What you will do: Copy out the records below, from the line with "Labeling instructions: Examine" up to and including the line with "254, 304, 319]]", and omit the pictures.

Entries shown:
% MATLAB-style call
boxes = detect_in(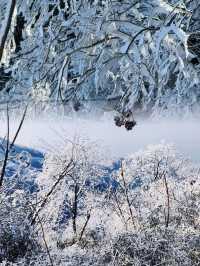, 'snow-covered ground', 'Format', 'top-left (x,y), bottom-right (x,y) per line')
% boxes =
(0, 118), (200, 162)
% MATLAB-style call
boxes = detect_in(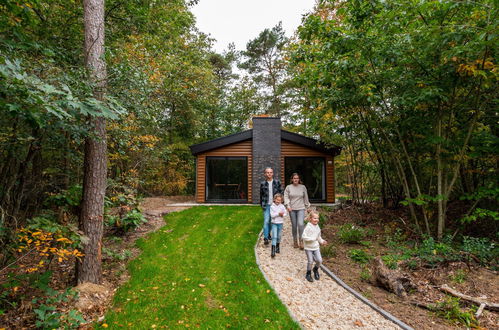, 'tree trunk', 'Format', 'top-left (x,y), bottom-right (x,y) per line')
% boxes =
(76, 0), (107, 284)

==

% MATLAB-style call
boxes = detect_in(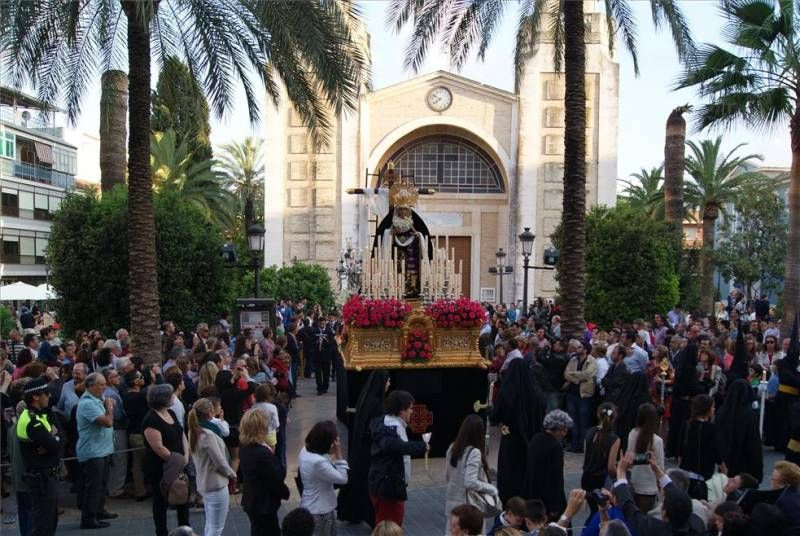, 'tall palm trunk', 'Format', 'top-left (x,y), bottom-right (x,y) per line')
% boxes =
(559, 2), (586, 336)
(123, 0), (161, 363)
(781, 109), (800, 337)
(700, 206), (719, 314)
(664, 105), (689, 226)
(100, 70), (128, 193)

==

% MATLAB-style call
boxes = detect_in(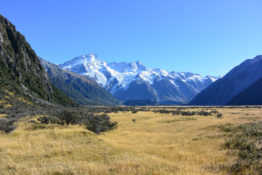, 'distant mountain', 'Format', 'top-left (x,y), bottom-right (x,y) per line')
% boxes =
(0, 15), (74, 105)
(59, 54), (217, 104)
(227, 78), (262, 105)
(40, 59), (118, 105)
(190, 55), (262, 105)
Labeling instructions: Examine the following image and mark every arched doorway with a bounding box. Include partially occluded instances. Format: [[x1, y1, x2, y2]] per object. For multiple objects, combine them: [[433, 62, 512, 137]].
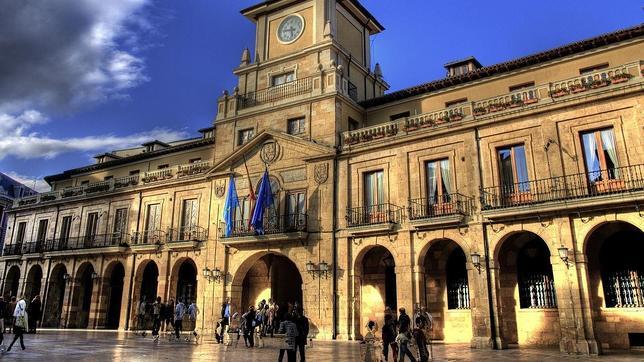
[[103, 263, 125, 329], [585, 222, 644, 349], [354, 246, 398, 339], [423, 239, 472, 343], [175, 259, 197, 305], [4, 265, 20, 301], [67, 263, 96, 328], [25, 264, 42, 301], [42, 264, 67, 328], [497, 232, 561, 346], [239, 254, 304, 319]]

The reply:
Labeling instructions: Examine the following image and mark every arched doorway with a bounding box. Include partially occluded instances. Format: [[x1, y1, x2, y2]] per object. For multiple objects, combine them: [[433, 62, 512, 137]].
[[103, 263, 125, 329], [585, 222, 644, 349], [354, 246, 398, 339], [423, 239, 472, 343], [175, 259, 197, 305], [4, 265, 20, 301], [67, 263, 96, 328], [25, 264, 42, 301], [42, 264, 67, 328], [497, 232, 561, 346], [239, 254, 304, 319]]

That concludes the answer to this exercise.